▶ _Work instructions_
Format only the part of the material that starts at the line containing "Please identify the row" and runs through the end as a numbered list, dropping any blank lines.

+-------+

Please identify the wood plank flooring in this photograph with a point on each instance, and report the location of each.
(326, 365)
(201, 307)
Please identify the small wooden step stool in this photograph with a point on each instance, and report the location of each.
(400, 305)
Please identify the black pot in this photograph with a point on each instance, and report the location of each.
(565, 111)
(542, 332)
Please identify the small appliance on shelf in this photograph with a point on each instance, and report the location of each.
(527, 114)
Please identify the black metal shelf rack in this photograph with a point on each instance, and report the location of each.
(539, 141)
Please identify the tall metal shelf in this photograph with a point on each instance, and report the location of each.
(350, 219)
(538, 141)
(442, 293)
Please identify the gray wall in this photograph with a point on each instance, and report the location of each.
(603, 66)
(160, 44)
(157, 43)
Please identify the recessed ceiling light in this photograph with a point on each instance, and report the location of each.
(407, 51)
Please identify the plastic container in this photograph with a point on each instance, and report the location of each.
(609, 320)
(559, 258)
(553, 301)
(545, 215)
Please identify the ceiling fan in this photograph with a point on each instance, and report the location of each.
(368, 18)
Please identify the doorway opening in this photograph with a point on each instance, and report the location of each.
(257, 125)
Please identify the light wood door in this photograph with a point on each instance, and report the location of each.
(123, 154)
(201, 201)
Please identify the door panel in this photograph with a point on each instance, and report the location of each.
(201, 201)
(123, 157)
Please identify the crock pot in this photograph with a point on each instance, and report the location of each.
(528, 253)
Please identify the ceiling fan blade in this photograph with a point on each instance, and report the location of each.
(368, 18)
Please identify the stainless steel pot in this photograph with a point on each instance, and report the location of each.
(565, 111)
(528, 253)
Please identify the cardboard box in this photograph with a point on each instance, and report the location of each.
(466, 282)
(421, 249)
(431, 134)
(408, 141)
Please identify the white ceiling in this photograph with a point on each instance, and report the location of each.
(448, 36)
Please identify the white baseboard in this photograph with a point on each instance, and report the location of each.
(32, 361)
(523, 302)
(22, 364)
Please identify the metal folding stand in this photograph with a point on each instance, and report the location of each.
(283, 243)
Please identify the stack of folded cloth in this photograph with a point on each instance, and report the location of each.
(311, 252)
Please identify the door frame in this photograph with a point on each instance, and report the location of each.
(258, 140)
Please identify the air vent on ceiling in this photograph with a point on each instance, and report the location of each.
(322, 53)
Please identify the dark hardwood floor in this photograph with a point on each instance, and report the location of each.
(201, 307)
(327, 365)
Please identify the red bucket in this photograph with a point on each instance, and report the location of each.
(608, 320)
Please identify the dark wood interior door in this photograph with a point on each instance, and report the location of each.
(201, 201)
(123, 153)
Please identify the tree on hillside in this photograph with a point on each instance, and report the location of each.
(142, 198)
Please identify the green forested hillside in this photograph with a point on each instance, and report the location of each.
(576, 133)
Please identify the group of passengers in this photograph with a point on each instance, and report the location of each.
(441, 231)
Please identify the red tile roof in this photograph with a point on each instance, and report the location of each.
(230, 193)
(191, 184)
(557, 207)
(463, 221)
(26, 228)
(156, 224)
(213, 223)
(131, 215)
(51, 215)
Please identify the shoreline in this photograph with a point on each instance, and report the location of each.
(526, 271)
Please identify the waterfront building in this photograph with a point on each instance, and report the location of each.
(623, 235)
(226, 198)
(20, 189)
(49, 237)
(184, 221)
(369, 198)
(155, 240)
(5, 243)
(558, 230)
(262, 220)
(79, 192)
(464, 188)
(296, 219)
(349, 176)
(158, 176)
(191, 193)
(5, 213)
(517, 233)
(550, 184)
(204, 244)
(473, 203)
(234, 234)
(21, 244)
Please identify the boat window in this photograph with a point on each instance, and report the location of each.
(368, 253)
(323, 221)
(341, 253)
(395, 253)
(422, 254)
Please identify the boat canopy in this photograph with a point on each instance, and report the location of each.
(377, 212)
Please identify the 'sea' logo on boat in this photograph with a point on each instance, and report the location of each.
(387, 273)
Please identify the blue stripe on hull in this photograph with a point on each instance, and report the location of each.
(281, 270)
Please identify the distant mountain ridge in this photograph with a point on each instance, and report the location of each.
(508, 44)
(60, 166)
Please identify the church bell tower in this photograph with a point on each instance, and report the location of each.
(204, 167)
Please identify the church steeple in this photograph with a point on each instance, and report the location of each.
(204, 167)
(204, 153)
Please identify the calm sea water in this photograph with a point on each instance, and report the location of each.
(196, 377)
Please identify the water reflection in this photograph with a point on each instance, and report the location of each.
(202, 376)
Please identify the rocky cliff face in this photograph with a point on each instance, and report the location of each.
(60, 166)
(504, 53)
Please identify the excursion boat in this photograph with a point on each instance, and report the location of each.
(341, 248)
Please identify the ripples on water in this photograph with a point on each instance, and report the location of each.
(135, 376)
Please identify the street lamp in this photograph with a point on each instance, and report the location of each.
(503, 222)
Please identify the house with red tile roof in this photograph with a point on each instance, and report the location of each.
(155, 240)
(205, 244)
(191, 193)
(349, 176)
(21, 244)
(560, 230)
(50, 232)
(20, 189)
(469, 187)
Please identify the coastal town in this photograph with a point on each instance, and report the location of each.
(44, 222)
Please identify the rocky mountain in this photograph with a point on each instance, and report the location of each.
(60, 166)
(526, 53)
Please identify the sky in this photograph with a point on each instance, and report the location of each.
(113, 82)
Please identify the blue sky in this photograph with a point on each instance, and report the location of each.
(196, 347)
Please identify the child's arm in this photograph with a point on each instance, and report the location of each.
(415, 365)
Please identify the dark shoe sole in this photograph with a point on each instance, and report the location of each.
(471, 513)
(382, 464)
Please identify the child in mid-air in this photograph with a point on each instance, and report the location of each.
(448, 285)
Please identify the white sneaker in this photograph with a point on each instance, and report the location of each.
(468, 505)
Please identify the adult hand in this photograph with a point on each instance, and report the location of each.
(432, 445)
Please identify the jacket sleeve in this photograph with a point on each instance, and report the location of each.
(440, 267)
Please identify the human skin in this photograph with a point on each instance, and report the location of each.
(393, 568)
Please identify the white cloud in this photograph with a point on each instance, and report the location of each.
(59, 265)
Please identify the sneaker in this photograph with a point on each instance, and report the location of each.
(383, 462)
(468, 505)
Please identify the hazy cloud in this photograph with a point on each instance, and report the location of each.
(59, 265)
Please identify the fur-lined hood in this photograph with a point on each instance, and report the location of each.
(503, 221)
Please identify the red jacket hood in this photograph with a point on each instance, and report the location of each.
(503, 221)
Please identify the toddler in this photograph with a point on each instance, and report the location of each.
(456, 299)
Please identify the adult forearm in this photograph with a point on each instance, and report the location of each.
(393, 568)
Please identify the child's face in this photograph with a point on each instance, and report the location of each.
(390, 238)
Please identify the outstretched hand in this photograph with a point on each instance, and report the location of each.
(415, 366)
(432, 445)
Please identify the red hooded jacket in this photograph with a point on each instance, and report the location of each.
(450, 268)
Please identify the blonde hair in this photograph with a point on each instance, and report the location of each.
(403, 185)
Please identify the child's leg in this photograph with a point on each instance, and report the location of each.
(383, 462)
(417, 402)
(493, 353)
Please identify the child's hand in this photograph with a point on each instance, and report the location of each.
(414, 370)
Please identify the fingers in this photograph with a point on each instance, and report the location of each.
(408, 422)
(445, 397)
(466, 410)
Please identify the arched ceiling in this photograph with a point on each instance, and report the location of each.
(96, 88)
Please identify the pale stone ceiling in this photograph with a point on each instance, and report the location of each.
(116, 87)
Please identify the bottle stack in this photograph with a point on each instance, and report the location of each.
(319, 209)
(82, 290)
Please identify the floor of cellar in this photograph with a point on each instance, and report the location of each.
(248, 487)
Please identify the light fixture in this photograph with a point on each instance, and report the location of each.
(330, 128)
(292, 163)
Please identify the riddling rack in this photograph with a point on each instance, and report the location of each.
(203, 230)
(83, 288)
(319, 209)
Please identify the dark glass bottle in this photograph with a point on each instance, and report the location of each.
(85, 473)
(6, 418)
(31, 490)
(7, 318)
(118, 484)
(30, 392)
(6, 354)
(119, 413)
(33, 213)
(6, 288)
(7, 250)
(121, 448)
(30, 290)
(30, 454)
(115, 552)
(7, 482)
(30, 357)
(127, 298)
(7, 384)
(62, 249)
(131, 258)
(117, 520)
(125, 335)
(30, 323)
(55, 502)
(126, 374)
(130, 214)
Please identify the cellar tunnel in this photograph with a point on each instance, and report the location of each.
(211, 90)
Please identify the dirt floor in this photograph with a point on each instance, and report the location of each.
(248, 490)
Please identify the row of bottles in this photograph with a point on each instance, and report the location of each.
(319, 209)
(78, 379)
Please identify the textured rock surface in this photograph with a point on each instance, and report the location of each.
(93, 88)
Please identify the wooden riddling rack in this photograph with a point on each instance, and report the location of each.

+-------+

▶ _Problem solution_
1. Please identify the row of bottles in this photograph with a point on each instance, and report the location of each.
2. (319, 209)
3. (78, 379)
4. Please identify the textured rock surface in this photograph with a point on each instance, and report the location of each.
5. (93, 88)
6. Please identify the wooden riddling rack in this photograph with a point on each instance, and report the location of each.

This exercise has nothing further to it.